▸ **Problem to solve**
Copy everything from the start of the entries down through the line containing "Query: cathedral reflection in water", substituting "nonzero" for "even-odd" and leaving all else unchanged.

----- Supplied data

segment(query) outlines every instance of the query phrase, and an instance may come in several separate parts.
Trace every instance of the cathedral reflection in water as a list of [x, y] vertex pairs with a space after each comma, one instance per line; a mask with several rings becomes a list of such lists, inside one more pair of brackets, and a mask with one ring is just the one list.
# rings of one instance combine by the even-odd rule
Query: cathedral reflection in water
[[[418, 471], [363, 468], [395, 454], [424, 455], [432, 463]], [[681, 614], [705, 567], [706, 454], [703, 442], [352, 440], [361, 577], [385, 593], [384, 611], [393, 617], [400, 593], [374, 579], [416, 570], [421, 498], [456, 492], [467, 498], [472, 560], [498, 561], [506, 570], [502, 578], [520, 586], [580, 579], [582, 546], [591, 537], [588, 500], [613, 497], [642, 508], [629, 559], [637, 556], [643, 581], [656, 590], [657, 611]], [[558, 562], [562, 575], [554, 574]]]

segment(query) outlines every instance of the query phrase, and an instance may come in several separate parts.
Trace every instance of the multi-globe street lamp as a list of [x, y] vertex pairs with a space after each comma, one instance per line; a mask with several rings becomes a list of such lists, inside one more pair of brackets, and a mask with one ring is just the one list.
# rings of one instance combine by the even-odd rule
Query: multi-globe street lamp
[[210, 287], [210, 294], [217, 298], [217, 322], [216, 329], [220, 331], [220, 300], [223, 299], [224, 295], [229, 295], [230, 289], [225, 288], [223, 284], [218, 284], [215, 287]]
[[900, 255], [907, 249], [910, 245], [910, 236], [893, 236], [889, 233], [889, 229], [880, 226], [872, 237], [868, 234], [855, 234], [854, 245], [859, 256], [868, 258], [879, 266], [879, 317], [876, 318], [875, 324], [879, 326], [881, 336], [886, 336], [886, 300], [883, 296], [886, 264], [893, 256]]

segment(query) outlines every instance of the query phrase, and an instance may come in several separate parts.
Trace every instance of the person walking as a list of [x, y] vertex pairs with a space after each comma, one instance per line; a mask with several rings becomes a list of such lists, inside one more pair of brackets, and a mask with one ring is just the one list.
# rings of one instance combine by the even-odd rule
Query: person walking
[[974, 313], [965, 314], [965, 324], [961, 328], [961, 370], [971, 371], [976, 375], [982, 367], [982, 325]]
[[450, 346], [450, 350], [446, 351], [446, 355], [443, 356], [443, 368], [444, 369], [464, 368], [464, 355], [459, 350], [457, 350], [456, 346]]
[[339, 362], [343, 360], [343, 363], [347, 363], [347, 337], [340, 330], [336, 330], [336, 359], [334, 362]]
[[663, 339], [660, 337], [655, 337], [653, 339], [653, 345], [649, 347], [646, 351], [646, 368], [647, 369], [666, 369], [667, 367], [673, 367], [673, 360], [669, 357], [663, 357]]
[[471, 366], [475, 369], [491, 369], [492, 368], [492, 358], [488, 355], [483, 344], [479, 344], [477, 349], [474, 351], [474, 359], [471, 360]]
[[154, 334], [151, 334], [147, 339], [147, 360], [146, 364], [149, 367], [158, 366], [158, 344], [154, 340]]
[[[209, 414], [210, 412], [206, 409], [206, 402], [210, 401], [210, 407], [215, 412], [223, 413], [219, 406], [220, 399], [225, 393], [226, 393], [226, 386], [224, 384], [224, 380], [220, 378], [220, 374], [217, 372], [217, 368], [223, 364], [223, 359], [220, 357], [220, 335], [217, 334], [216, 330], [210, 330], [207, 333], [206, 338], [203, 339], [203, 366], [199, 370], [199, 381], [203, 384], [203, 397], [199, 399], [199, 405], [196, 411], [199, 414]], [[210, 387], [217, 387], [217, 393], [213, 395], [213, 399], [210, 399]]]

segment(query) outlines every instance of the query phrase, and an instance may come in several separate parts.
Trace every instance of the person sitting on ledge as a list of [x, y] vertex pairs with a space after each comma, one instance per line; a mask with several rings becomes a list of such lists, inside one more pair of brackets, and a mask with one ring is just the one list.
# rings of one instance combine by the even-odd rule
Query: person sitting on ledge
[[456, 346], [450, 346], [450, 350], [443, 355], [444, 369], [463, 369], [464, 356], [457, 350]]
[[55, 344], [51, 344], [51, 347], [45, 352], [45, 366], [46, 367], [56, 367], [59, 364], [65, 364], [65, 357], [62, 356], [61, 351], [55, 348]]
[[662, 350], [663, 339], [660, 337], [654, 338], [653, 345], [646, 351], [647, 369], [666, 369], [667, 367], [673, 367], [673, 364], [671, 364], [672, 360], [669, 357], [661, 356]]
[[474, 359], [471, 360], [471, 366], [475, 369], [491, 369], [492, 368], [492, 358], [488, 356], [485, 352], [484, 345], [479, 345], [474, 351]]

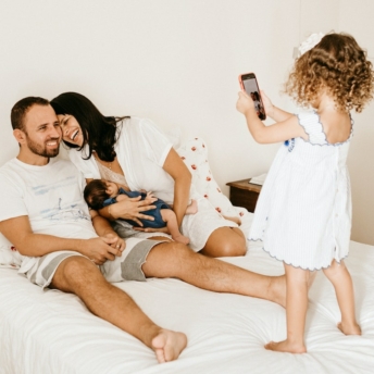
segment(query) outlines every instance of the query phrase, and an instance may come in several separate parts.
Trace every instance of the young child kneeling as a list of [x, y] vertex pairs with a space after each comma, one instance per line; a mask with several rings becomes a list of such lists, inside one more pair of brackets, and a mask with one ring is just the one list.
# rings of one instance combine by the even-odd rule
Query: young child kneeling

----------

▸ **Task result**
segment(query) outlines every instance of the query phrase, and an instance may come in several separate parts.
Trace every instance of the cathedral reflection in water as a list of [x, y] vertex pairs with a space after each comma, one instance per line; a mask with several rings becomes a list of such lists, inside one more pair of brackets, and a mask with one ring is just the one list.
# rings of one instance combine by the nonzero rule
Query: cathedral reflection in water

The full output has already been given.